■ **Required actions**:
1. Answer these questions from the Google Takeout backup post:
(a) What kind of file does the download from Google arrive as, and how large is it described as being?
(b) Rather than backing up the ZIP files directly, what alternative does the poster consider for the Restic repository?
(c) Data from which other company raises the same question, and from what address?
2. Extend the thread about backing up Google Takeout ZIP files to Restic, starting after its last line.

■ **Supplied text**:
==================================================
Best way to back up Google Takeout ZIP files?

Hi, I’ve downloaded my Google data using https://takeout.google.com/ and I’m wondering what’s the optimal way to back this up to a Restic repository?

The download from Google is a multi-gigabyte ZIP file containing lots of files: emails, photos, etc.

When I download successive takeouts from Google over time, many of the files within the ZIPs will presumably be the same (for example each successive ZIP will contain all the same photos, plus any new ones that I’ve taken since). But each success ZIP file taken as a whole will be different from the previous ZIP.

I’m wondering if it might make sense for Restic’s deduplication to extract the ZIPs locally first and back up the extracted contents to a Restic repo? Or is it fine to just back up the ZIP files directly?

Same question applies to downloads of your Apple data from privacy.apple.com.

Thanks!
==================================================
(Object point labels)
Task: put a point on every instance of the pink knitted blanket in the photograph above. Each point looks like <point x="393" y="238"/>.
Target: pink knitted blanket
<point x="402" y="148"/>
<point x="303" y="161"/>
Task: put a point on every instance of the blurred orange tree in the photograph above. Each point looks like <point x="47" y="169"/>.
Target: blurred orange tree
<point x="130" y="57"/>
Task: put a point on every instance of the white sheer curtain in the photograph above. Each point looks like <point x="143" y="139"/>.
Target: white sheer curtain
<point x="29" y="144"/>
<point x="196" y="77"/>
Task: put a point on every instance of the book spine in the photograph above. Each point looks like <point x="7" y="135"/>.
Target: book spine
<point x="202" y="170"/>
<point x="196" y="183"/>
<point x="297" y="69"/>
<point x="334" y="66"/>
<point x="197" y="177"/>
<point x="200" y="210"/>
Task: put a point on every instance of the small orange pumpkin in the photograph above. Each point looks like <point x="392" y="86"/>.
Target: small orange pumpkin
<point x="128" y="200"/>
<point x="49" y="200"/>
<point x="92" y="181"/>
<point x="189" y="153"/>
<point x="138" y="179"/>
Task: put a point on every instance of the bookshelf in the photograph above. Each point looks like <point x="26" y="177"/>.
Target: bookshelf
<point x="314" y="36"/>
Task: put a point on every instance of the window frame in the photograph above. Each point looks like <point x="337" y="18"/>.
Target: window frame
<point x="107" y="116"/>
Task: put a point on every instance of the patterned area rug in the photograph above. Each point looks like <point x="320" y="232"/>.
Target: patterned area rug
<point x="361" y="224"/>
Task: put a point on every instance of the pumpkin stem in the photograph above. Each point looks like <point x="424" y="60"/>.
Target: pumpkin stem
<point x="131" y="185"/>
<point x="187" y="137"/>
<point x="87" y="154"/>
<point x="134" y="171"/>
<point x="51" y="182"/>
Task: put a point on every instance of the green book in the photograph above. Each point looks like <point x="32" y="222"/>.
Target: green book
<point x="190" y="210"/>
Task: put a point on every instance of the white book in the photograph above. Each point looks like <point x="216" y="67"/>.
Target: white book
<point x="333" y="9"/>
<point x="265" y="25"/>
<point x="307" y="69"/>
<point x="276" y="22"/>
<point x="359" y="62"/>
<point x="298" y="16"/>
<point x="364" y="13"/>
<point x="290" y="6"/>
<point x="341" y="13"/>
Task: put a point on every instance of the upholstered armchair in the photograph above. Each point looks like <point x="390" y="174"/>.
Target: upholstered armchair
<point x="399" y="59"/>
==================================================
■ **Final answers**:
1.
(a) A ZIP file several gigabytes in size.
(b) Extracting the ZIPs locally first and backing up the extracted contents.
(c) Apple, from privacy.apple.com.

2.
“Optimal way” needs consideration: what do you optimise for?

  • Backup space: Decompress the ZIPs, then deduplicate with restic. Every unchanged block will not consume space (beyond a pointer to the block content).

  • Backup time: Might be worth a consideration to not use restic at all. The ZIP is already compressed and a backup takes only the time to copy it as opposed to lengthy deduplication.

  • Laptop battery time: Ditto. No deduplication consumes power.

  • Easy access to individual files: Decompress ZIP, then use restic. That way you can retrieve each file without processing a whole ZIP, and can search across backups.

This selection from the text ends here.